== Your task ==
Rewrite every line of the listing below as a numbered list, omitting any blank lines.

--- start Records supplied ---

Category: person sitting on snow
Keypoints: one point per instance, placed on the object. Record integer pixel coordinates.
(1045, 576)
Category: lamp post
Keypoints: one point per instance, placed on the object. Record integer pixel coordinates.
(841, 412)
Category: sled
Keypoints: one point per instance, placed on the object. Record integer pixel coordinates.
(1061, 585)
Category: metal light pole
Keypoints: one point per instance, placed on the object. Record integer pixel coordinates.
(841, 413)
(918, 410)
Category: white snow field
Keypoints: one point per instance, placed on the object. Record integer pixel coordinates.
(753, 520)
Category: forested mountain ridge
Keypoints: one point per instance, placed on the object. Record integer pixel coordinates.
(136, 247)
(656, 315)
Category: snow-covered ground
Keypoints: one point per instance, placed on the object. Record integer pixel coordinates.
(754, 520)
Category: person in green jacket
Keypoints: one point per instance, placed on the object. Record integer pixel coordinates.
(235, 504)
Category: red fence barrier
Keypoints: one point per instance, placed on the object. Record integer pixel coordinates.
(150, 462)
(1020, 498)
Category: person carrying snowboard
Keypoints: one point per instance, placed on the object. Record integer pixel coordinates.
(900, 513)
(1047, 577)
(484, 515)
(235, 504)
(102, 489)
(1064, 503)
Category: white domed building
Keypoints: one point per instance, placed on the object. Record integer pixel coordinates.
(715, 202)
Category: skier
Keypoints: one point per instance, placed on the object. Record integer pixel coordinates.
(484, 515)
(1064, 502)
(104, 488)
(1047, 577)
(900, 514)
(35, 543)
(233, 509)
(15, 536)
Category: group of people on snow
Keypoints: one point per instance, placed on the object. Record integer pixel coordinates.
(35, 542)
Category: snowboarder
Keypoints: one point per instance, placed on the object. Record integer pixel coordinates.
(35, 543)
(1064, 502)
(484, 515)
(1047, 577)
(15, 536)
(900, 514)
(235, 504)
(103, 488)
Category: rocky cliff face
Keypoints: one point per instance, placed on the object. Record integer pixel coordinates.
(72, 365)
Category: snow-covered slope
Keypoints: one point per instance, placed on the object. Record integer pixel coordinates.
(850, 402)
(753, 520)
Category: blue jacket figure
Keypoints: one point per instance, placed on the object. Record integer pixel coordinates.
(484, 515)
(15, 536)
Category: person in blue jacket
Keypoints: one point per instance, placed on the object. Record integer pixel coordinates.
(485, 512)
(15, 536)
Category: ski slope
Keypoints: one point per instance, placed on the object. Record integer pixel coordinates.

--- end Records supplied ---

== Solution ==
1. Category: person sitting on snow
2. Keypoints: one point per instance, placed on the object. Record integer pixel coordinates.
3. (1045, 576)
4. Category: lamp post
5. Keypoints: one point per instance, placed on the object. Record integer pixel coordinates.
6. (841, 412)
7. Category: sled
8. Keypoints: one point per instance, placed on the object. Record integer pixel coordinates.
9. (1061, 585)
10. Category: metal light pole
11. Keypoints: one point per instance, placed on the object. Record integer pixel coordinates.
12. (841, 413)
13. (918, 410)
14. Category: white snow field
15. Keypoints: one point per instance, placed on the object. Record integer pixel coordinates.
16. (753, 520)
17. Category: forested mountain ridge
18. Keypoints: one point per instance, placed on the object. Record integer pixel coordinates.
19. (136, 247)
20. (656, 315)
21. Category: snow-covered ground
22. Keypoints: one point per instance, placed on the object. Record integer pixel coordinates.
23. (754, 520)
24. Category: person in green jacket
25. Keypoints: one point per instance, placed on the object. Record integer pixel coordinates.
26. (235, 504)
27. Category: red fence barrier
28. Keypoints: one point per instance, placed on the object. Record integer pixel coordinates.
29. (150, 462)
30. (1020, 498)
31. Category: person carrying snowboard
32. Keypoints: one point per instance, placed on the object. Record integer pixel coordinates.
33. (900, 513)
34. (1047, 577)
35. (484, 515)
36. (235, 504)
37. (102, 489)
38. (1064, 503)
39. Category: white domed building
40. Keypoints: one point per instance, placed on the object. Record integer pixel coordinates.
41. (715, 202)
42. Category: skier
43. Keypoints: one point per instance, placed on the object. Record integer pixel coordinates.
44. (484, 515)
45. (1064, 502)
46. (104, 488)
47. (1047, 577)
48. (900, 514)
49. (35, 543)
50. (233, 509)
51. (15, 536)
52. Category: group of people on snow
53. Keypoints: one point per instance, placed on the object. Record integer pixel coordinates.
54. (35, 542)
55. Category: snowboarder
56. Keypoints: one point per instance, placed on the object. Record integer pixel coordinates.
57. (35, 543)
58. (1064, 502)
59. (484, 515)
60. (1047, 577)
61. (15, 536)
62. (900, 514)
63. (235, 504)
64. (103, 488)
65. Category: rocky cliff face
66. Keypoints: one point per instance, placed on the object. Record integer pixel coordinates.
67. (72, 365)
68. Category: snow-covered slope
69. Keypoints: one point per instance, placed on the object. Record integer pixel coordinates.
70. (850, 402)
71. (753, 520)
72. Category: blue jacket figure
73. Keypoints: one point per instance, placed on the object. Record integer pixel coordinates.
74. (484, 515)
75. (15, 536)
76. Category: person in blue jacket
77. Keypoints: one point per instance, placed on the object. Record integer pixel coordinates.
78. (485, 512)
79. (15, 536)
80. Category: ski slope
81. Keypoints: one point per instance, placed on the object. Record integer pixel coordinates.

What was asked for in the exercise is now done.